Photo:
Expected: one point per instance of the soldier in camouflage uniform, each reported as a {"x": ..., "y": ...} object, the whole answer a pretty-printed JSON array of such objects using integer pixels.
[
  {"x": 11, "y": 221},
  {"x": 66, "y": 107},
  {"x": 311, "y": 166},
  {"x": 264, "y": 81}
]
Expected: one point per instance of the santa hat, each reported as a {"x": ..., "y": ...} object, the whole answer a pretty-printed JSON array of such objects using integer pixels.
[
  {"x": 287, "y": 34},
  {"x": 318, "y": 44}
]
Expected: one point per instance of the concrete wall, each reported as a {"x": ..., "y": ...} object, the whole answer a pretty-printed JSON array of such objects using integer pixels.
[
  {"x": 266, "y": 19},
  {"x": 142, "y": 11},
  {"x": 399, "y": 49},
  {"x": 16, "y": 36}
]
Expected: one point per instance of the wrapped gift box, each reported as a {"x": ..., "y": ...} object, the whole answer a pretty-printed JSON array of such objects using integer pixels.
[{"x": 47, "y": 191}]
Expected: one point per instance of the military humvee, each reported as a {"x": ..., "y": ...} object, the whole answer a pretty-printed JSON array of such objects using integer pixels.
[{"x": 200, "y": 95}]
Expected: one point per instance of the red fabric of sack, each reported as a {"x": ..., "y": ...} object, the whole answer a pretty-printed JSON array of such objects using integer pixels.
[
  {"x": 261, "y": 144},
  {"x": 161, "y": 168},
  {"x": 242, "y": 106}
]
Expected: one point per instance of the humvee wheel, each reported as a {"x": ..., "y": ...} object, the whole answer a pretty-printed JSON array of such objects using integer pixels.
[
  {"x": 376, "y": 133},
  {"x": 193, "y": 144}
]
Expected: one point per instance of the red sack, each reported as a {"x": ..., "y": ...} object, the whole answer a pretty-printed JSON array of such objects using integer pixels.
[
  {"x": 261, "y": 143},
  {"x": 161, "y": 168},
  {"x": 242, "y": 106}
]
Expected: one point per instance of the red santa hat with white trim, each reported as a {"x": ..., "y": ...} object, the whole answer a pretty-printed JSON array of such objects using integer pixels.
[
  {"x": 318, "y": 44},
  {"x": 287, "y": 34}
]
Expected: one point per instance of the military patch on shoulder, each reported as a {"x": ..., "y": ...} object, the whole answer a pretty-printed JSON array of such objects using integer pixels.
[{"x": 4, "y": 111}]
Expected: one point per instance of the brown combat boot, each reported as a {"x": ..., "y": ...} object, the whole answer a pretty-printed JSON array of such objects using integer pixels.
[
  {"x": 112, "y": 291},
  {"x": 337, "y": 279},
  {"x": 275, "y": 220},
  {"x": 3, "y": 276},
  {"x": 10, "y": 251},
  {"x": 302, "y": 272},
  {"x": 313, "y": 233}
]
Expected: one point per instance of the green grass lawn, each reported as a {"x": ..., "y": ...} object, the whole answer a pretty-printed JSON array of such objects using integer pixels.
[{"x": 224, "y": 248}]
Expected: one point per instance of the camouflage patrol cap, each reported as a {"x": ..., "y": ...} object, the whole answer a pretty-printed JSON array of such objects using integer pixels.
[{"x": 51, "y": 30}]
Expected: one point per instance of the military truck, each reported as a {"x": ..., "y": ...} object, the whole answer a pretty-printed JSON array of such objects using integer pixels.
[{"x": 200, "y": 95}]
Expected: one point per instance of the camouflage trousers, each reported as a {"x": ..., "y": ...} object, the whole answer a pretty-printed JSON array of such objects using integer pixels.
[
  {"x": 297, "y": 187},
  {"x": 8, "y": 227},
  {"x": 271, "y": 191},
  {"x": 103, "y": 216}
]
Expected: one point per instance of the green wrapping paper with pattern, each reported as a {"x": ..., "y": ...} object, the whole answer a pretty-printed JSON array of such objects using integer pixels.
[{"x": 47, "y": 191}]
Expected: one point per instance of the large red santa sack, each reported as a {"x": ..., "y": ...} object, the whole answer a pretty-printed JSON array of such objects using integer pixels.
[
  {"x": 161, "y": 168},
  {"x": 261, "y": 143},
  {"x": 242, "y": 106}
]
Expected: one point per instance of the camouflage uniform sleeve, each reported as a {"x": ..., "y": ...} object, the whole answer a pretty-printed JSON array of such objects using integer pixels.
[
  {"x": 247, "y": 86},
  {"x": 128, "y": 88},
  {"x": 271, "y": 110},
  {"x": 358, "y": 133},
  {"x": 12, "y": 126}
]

### EXERCISE OBJECTIVE
Retype the entries exactly, including every line.

### ANSWER TO THE EXERCISE
Photo:
Expected: one point per instance of the soldier in camouflage uniform, each reported as a {"x": ..., "y": ...} object, the whole answer a pretty-printed JSON array of such objects using integer pixels.
[
  {"x": 11, "y": 221},
  {"x": 66, "y": 107},
  {"x": 311, "y": 166},
  {"x": 264, "y": 81}
]
Expected: one point per instance of the santa hat, each reported as a {"x": ..., "y": ...} object, the whole answer a pretty-printed JSON array of such objects using integer pixels.
[
  {"x": 287, "y": 34},
  {"x": 318, "y": 44}
]
Expected: one point per instance of the concrete wall, each reported as a {"x": ..., "y": ...} object, the whole answer a pretty-printed JSON array of such objects using integer pixels.
[
  {"x": 266, "y": 19},
  {"x": 142, "y": 11},
  {"x": 399, "y": 49},
  {"x": 16, "y": 36}
]
Expected: one point per instance of the wrapped gift box, each reported as a {"x": ..., "y": ...} object, the whole answer a pretty-printed JSON array of such objects using integer pixels.
[{"x": 47, "y": 191}]
Expected: one point per instance of the military humvee, each reported as a {"x": ..., "y": ...} object, the whole answer a pretty-printed JSON array of such objects using integer pixels.
[{"x": 200, "y": 95}]
Expected: one point per instance of the red fabric of sack, each reported as a {"x": ..., "y": ...} object, the whole answer a pretty-printed JSON array of such objects using integer pixels.
[
  {"x": 261, "y": 144},
  {"x": 161, "y": 168},
  {"x": 242, "y": 106}
]
Expected: one point per instance of the humvee wheel, each reported as a {"x": ..., "y": ...} object, the whole answer a pretty-printed JSON array of such objects using integer pixels.
[
  {"x": 376, "y": 133},
  {"x": 193, "y": 144}
]
Expected: one point per instance of the red sack, each reported as a {"x": ..., "y": ...} object, the whole answer a pretty-printed JSON array of such objects using integer pixels.
[
  {"x": 261, "y": 143},
  {"x": 161, "y": 168},
  {"x": 242, "y": 106}
]
Expected: one point per instance of the red santa hat with white trim, each reported as a {"x": ..., "y": ...} object, the whole answer a pretty-printed JSON array of such objects using integer pixels.
[
  {"x": 318, "y": 44},
  {"x": 287, "y": 34}
]
Expected: one point per instance of the military patch on shoulder, each reported as a {"x": ..., "y": ...} object, the whole answer a pretty-printed JSON array of such objects using integer pixels.
[{"x": 4, "y": 111}]
Expected: one point per instance of the brown combat boot, each reported as a {"x": ..., "y": ...} object, the whole answer a pretty-printed JSON array of such objects using integer pixels.
[
  {"x": 112, "y": 291},
  {"x": 337, "y": 279},
  {"x": 275, "y": 220},
  {"x": 3, "y": 276},
  {"x": 10, "y": 251},
  {"x": 302, "y": 272},
  {"x": 313, "y": 233}
]
Expected: one point per instance of the green grass lawn, each reported as a {"x": ..., "y": ...} object, the whole answer a pretty-printed JSON array of such objects using integer pixels.
[{"x": 224, "y": 248}]
Expected: one point per instance of the camouflage patrol cap, each reported as a {"x": ..., "y": ...} object, the whole answer a pretty-printed JSON array of such objects using integer pixels.
[{"x": 51, "y": 30}]
Expected: one point per instance of the military truck, each reported as a {"x": ..., "y": ...} object, the whole answer a pretty-printed JSON array of such objects using integer pixels.
[{"x": 200, "y": 95}]
Expected: one point per instance of the camouflage trousers, each reported as a {"x": ..., "y": ...} object, the whole answer a pretty-printed JSON array of such objects using integer pixels.
[
  {"x": 297, "y": 187},
  {"x": 8, "y": 227},
  {"x": 271, "y": 191},
  {"x": 103, "y": 216}
]
Expected: one point per instance of the green wrapping paper with pattern, each reported as a {"x": ..., "y": ...} object, the whole answer a pretty-printed JSON array of such objects using integer pixels.
[{"x": 47, "y": 191}]
Expected: one point per instance of the large red santa sack, each reported as a {"x": ..., "y": ...} object, the whole answer a pretty-printed JSON array of such objects using integer pixels.
[
  {"x": 161, "y": 168},
  {"x": 261, "y": 143},
  {"x": 242, "y": 106}
]
Expected: one point per instance of the camouflage uniform sleeve, each reported as a {"x": ..., "y": ...} object, the whole answer a pretty-printed JSON array of such objects using integer pixels.
[
  {"x": 247, "y": 86},
  {"x": 128, "y": 88},
  {"x": 271, "y": 110},
  {"x": 358, "y": 133},
  {"x": 12, "y": 126}
]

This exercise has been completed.